* What is needed
The copy you produce must hold every record exactly, and none of the images.

Referring expression data:

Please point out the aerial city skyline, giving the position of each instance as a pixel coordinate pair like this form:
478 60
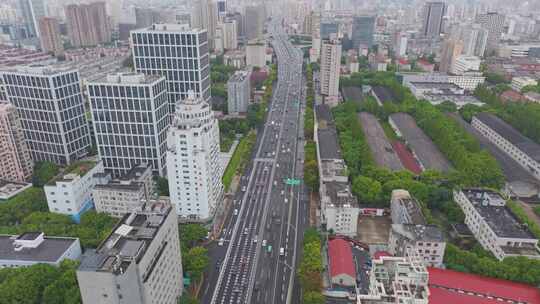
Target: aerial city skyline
269 152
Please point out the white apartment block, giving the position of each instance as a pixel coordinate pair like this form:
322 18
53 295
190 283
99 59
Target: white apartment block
30 248
518 83
50 104
426 242
71 193
126 194
177 52
130 115
256 53
494 226
464 64
139 262
522 149
239 92
193 165
397 280
330 68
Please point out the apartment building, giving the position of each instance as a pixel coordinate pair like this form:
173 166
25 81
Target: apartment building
177 52
130 115
16 164
51 107
425 241
193 166
126 194
71 193
30 248
522 149
494 226
138 263
239 92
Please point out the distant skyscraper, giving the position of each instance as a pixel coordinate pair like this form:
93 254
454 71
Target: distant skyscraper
88 24
177 52
254 22
51 107
193 165
130 115
330 65
32 11
16 164
494 24
51 41
363 29
433 19
451 49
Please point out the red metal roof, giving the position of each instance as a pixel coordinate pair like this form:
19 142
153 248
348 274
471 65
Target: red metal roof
406 157
448 286
341 261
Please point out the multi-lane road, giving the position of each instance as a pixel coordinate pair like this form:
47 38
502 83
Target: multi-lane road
263 235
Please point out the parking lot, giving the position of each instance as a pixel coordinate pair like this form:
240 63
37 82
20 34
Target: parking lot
374 229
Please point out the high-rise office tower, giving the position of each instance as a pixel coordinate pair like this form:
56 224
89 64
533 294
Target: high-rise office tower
474 40
88 24
229 34
433 19
205 17
130 114
363 29
138 263
51 41
254 22
32 11
193 166
16 164
177 52
239 92
51 106
494 24
330 65
451 49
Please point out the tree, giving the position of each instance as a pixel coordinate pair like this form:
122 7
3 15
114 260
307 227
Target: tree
366 189
44 171
162 185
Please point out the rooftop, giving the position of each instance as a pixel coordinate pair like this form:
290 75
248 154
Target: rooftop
448 286
340 258
423 233
523 143
129 240
492 208
49 250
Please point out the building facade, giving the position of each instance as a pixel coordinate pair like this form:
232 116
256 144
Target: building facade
330 68
51 41
51 107
16 164
139 262
193 165
71 194
130 115
239 92
178 53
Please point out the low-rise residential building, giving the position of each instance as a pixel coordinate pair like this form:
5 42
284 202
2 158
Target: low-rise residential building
139 262
341 265
31 248
519 83
494 226
71 193
425 241
397 280
404 209
126 194
522 149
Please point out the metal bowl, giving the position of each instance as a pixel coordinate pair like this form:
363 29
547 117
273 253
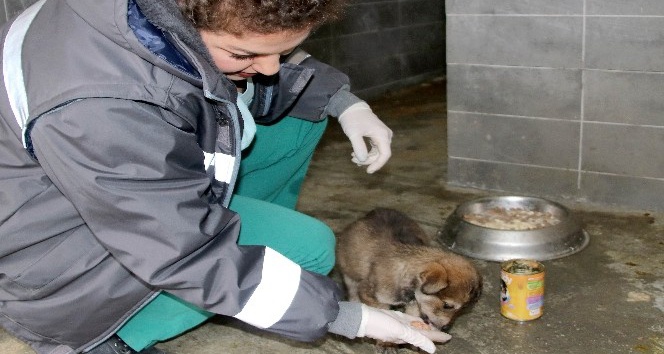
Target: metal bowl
550 242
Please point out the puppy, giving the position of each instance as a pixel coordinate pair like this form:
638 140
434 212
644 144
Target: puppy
386 262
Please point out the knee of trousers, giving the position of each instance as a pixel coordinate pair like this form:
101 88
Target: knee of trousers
324 240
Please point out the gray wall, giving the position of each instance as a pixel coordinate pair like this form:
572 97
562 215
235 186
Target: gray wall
380 44
563 99
384 44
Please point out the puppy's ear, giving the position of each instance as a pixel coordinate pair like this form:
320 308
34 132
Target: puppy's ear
433 278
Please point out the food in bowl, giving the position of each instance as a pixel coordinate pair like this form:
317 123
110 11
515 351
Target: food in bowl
511 219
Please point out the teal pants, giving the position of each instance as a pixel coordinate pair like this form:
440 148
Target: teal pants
271 175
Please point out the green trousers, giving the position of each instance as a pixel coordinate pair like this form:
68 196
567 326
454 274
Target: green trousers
271 175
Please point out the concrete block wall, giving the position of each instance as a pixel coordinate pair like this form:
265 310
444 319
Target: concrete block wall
384 44
561 99
380 44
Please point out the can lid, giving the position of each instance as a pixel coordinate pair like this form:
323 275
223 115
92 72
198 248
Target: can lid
522 266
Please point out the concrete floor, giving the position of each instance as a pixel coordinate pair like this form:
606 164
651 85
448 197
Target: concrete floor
608 298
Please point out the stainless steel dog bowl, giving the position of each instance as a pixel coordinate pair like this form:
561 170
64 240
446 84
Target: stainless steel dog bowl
545 243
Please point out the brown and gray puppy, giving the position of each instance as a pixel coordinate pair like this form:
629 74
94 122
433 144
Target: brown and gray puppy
386 262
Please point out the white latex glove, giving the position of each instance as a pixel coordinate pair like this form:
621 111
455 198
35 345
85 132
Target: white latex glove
394 327
358 121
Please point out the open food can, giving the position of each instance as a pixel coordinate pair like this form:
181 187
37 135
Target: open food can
522 289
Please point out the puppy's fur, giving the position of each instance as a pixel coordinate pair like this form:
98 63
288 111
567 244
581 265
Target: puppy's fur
386 262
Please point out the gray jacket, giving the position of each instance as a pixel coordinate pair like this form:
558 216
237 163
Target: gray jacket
116 168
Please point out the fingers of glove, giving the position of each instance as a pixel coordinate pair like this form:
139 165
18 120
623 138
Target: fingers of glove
360 153
417 339
382 156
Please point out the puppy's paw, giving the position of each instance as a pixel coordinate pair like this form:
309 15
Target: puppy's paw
386 348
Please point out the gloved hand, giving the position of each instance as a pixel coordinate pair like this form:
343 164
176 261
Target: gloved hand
358 121
394 327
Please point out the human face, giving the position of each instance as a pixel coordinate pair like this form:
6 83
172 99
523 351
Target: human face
241 57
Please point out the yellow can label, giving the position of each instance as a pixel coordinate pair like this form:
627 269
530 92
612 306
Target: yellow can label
522 289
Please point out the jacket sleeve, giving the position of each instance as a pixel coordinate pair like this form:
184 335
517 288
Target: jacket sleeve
135 174
305 88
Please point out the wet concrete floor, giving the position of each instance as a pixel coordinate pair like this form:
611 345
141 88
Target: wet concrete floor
608 298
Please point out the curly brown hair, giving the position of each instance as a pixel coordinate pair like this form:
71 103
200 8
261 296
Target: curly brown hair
260 16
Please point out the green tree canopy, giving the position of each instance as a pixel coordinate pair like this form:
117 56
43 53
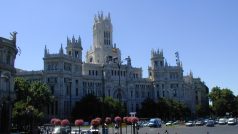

* Task solution
Please point out the aerial city skyline, giving the position of each instance as a pixel coordinate pair like this form:
478 60
Target: aerial city skyline
269 152
Please point out the white apartment block, giving the position of each instance as a pixel coordinate pair like this form:
322 18
53 295
190 283
99 59
Target: white apartment block
30 248
518 83
50 104
426 242
71 193
126 194
177 52
130 115
256 53
494 226
464 64
139 262
522 149
239 92
193 165
397 280
330 68
Please point out the apartment building, giving the position of each instance as a pixel coordinate pair like this form:
173 166
25 81
Target: apartment building
177 52
130 115
16 164
51 107
425 241
193 166
126 194
71 193
30 248
522 149
494 226
138 263
239 92
Please point out the distant skyscraper, giving the position of each instance as a pixel coordinate pair like this form:
93 254
454 71
Target: distant skyscraper
88 24
177 52
254 22
51 107
193 165
130 115
330 65
32 11
16 164
494 24
51 41
363 29
433 19
451 49
Please point out the red metal roof, giving the position of each instance as a pixel coordinate pair like this form:
19 142
153 248
348 274
471 65
Target: red metal roof
406 157
448 286
341 261
Please point out the multi-lane road, giving the position of each instance as a pixel coordinate pair like this form:
47 38
502 83
Target: multi-lane road
263 235
Please point out the parking lot, giving the position of each instance as a pixel coordinate pair like this form:
240 63
37 82
20 34
Target: parking lot
374 229
Please point out the high-rise office tower, giving the position of each instance as a pixel coordinate pair like this form:
56 224
89 64
533 294
Target: high-rise office tower
474 40
88 24
229 34
433 19
205 17
130 114
363 29
138 263
51 41
254 22
32 11
193 166
16 164
177 52
239 92
51 106
494 24
330 65
451 49
Please point out the tree, giving the position of each instance as a pixel coordinate pair like this form:
122 7
3 15
114 260
307 227
Target: tree
366 189
44 171
162 185
Please point out the rooftop, giving the position of each instance as a pixel coordinate pair like this form:
290 75
248 154
Target: rooftop
448 286
340 258
423 233
523 143
129 240
492 208
49 250
Please point out the building facade, giving the position of each instance as a pixel coordinate pair like this form:
232 116
256 144
Target: building facade
330 68
51 41
51 107
16 164
139 262
193 165
71 194
130 115
239 92
178 53
Please point out the low-rise residential building, giving the position of each instance as a pixel coordinate pair like this form:
5 42
284 202
2 158
Target: low-rise residential building
139 262
341 265
31 248
519 83
494 226
71 193
425 241
397 280
404 209
126 194
522 149
Please point out the metal bowl, giving the position of each instance as a pixel coordinate pair like this form:
363 29
547 117
273 253
Target: metal bowl
550 242
Please point out the puppy, giving the position of each instance as a pixel coordinate pair like this form:
638 140
434 212
644 144
Target: puppy
386 262
Please point out the knee of trousers, giving the position of each instance as a pixel coordinate pair like this form:
101 88
Target: knee of trousers
324 240
Please point out the gray wall, giving the position of each instance as a pixel coordinate pair like this form:
572 97
562 215
235 186
Target: gray wall
380 44
563 99
384 44
Please point out the puppy's ear, giving the position of each instance as a pixel coordinate pair like this form:
320 308
34 132
Target: puppy's ear
433 278
Please point out the food in bowl, giving the position of each instance as a pixel coordinate pair like this form:
317 123
110 11
515 351
Target: food in bowl
511 219
Please point out the teal pants, giving the position of each instance as a pixel coordinate pair like this form:
440 148
Target: teal pants
271 175
Please point out the green trousers, giving the position of each instance as a pixel coordinate pair like this form:
68 196
567 326
454 274
Target: green trousers
271 175
Please point out the concrete block wall, giving the position of each instance as a pixel coordinate pair like this form:
265 310
444 319
Target: concrete block wall
384 44
561 99
380 44
Please point out the can lid, giving the position of each instance as a pixel coordinate pair like this form:
323 275
223 115
92 72
198 248
Target: can lid
522 266
Please point out the concrete floor, giving the position of each instance as a pixel coordinate pair like this form:
606 164
651 85
448 197
Target: concrete floor
608 298
Please point out the stainless steel dog bowl, giving the position of each instance as a pixel coordinate pair like this form:
561 170
64 240
446 84
Target: stainless steel dog bowl
545 243
Please point out the brown and gray puppy, giving the position of each instance as a pixel coordinate pair like this form:
629 74
94 122
433 144
Target: brown and gray puppy
386 262
Please point out the white latex glove, giving the position of each instance as a pixel coordinate pair like this form:
621 111
455 198
35 345
85 132
Target: white latex glove
394 327
358 121
Please point out the open food can, giving the position of each instance as a pixel coordinate pair like this form:
181 187
37 135
Target: open food can
522 289
Please point out the puppy's fur, giving the position of each instance as a pixel coordinate pair like this form:
98 63
288 111
567 244
581 265
Target: puppy's fur
386 262
Please point out the gray jacket, giving the position of each instance as a pixel coordinate pair like this form:
558 216
237 163
Target: gray jacket
116 168
Please point out the fingers of glove, giving the position of each instance as a pixel coordinate pair like this form:
139 165
18 120
623 138
Target: fingers of glove
360 153
417 339
382 156
Please point out the puppy's paw, giving the position of each instance as a pixel coordinate pair like this form:
309 15
Target: puppy's paw
386 348
Please point out the gloved hand, giving the position of each instance as a pixel coordinate pair like this form:
343 164
176 261
Target: gloved hand
358 121
394 327
Please point out the human face, giving the position of each instance as a pixel coordinate pair like this form:
6 83
172 99
523 351
Target: human face
241 57
Please point out the yellow can label, giving the position of each instance as a pixel coordinate pair like this form:
627 269
530 92
612 306
Target: yellow can label
522 289
Please point out the jacket sleeve, giving the position of each instance as a pixel coordinate pair like this form:
184 335
517 288
Target: jacket sleeve
135 174
305 88
Please point out the wet concrete floor, giving the position of each instance as a pixel coordinate pair like this form:
611 345
141 88
Target: wet concrete floor
608 298
Please point out the curly brown hair, giving the position of each instance as a pixel coordinate pair like this form:
71 103
200 8
261 296
Target: curly brown hair
260 16
Please point out the green tree canopy, giving the position of each instance as a pixel coordinate pair like this form:
117 56
43 53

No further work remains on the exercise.